[Data entries]
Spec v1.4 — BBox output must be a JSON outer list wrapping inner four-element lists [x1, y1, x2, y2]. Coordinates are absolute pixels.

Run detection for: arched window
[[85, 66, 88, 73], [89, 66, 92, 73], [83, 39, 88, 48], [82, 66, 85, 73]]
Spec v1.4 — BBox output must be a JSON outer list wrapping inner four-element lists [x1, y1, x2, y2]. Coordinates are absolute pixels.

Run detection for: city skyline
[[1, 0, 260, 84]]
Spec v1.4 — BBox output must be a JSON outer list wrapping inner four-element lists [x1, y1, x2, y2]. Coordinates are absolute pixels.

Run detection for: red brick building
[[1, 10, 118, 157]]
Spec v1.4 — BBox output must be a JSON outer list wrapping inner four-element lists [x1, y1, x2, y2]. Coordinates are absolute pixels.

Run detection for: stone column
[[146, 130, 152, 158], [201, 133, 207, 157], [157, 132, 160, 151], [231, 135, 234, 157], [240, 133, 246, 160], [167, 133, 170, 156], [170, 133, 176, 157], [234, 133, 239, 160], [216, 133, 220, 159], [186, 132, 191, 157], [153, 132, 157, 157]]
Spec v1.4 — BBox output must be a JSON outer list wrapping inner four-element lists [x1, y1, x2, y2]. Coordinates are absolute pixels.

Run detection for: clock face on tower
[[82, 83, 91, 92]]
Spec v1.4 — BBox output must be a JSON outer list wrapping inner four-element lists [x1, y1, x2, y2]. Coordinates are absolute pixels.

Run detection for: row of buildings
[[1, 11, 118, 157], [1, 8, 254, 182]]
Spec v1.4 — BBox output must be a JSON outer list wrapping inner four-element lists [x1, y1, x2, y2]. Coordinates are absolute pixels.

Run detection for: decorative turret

Exercise brief ->
Line by line, transcribe the data exactly.

Written response ->
Spec v1.4 — BBox output must be a JSON outer list wrapping inner four-element lists [x1, y1, x2, y2]. Coordinates are absolute pixels.

Run detection for: arched window
[[85, 66, 88, 73], [89, 66, 92, 73], [83, 39, 88, 48], [82, 66, 85, 73]]
Spec v1.4 — BBox output must be a JSON outer list wrapping inner four-element lists [x1, y1, x2, y2]. Coordinates are absolute pixels.

Run detection for: city skyline
[[1, 0, 260, 84]]
Spec v1.4 — BBox output must be a JSON outer list wrapping inner four-element lists [x1, y1, x2, y2]. Coordinates are absolute pixels.

Run detection for: red brick building
[[1, 10, 118, 157]]
Spec v1.4 — BBox output must be a JSON outer list wrapping inner four-element lists [x1, y1, x2, y2]. Coordinates are absolute pixels.

Run detection for: stone column
[[146, 130, 152, 158], [201, 133, 207, 157], [157, 132, 160, 151], [231, 135, 234, 157], [240, 133, 246, 160], [167, 133, 170, 156], [170, 133, 176, 157], [234, 133, 239, 160], [216, 133, 220, 159], [186, 132, 191, 157], [153, 132, 157, 157]]
Spec v1.4 — BBox output must be a JSON outer list wrapping inner four-element lists [x1, y1, x2, y2]. Coordinates are absolute pixels.

Run detection for: clock face on tower
[[82, 83, 91, 92]]
Spec v1.4 — BBox output must be a JSON outer list wrapping inner four-element lists [x1, y1, x2, y2]. Coordinates are absolute pixels.

Run detection for: row of buildings
[[1, 11, 118, 157], [1, 8, 254, 182]]
Spec v1.4 — BBox output must be a JSON outer list wrapping inner four-element lists [x1, y1, x2, y2]. Coordinates are absolute pixels.

Run detection for: decorative turret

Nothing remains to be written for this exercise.